Natural-language object grounding data:
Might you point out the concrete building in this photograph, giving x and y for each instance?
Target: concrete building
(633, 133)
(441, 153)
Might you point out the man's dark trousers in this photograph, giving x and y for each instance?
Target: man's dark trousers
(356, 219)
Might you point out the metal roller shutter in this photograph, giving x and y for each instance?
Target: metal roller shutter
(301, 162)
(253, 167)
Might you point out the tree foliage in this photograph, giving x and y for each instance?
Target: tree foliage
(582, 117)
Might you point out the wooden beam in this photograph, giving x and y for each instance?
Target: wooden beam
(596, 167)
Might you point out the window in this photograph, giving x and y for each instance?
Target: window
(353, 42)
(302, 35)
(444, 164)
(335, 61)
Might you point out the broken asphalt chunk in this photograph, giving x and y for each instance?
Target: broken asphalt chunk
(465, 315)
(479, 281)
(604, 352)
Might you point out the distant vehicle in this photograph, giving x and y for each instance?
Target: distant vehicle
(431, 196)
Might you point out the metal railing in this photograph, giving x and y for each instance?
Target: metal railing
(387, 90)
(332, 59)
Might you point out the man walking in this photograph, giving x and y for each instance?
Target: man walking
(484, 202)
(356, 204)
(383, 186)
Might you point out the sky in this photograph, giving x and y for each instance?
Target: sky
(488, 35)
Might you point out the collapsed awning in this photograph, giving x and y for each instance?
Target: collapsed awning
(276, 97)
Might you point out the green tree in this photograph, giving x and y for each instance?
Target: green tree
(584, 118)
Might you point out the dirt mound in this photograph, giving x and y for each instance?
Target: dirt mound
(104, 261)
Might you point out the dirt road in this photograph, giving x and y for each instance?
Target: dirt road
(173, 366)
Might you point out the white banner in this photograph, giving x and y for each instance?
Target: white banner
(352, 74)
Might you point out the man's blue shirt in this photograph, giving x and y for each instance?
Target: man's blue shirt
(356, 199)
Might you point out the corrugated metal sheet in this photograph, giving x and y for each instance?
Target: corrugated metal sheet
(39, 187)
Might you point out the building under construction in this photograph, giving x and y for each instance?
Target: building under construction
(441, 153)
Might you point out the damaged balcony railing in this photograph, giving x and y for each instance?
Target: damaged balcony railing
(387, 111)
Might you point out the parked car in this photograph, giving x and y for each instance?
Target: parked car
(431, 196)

PROBLEM STATEMENT: Please give a word-for-word repetition of the lines from the one containing "Target: damaged balcony railing" through the last line of the data above, including both, and nothing besides.

COMPLETED TASK:
Target: damaged balcony railing
(387, 111)
Might you point out the parked car in this photograph, giving x and y for each instance?
Target: parked car
(431, 196)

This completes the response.